Stored data entries =>
• • • • •

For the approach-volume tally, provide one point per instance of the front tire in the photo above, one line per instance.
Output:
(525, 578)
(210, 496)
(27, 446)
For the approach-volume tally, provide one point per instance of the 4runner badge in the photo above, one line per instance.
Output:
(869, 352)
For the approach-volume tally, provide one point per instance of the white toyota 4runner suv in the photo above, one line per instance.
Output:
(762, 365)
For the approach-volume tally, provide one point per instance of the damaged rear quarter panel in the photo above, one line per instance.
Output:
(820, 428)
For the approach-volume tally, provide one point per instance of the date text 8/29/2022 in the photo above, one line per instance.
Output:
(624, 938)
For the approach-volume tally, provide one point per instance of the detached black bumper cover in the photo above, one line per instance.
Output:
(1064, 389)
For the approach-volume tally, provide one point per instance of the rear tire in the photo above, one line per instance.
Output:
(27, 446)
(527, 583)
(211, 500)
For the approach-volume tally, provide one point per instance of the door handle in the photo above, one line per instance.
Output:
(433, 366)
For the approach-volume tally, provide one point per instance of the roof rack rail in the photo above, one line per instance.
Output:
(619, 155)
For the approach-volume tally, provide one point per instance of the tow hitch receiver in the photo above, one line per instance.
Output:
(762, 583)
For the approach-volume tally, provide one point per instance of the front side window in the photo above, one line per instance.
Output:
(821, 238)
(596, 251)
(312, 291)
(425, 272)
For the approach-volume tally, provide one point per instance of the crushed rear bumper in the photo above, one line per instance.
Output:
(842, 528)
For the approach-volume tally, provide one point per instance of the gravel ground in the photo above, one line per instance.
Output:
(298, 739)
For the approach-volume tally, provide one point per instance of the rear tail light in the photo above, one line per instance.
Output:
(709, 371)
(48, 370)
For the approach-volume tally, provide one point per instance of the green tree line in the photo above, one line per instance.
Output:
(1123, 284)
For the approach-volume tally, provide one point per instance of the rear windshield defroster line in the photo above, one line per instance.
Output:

• • • • •

Your objective =>
Of all the entries above, retype exactly the lines from the line with "the tow hitch" to the line with "of the green", both included, and no others.

Response area =>
For the approach-volume tally, provide one point per instance of the tow hitch receiver in the photo above, one line per instance.
Output:
(762, 583)
For the approach-volume tally, provide one point per instance of the front side window in the photo above, one line per instance.
Output:
(821, 238)
(596, 251)
(312, 291)
(425, 272)
For the approach-volume tally, provide one point per instance of the crushed rear bumper in the photo above, one line per instance.
Output:
(842, 528)
For the approach-volume tally, provide one point per instance of the gravel ground in the photo above, one line per instance.
Output:
(298, 739)
For the approach-volume tally, provide one point per instance of the rear tail light in the photo above, one line per instance.
Output:
(709, 371)
(48, 370)
For the approach-volume tally, provide one point per instance of the green tree line in the photo above, one line per instance.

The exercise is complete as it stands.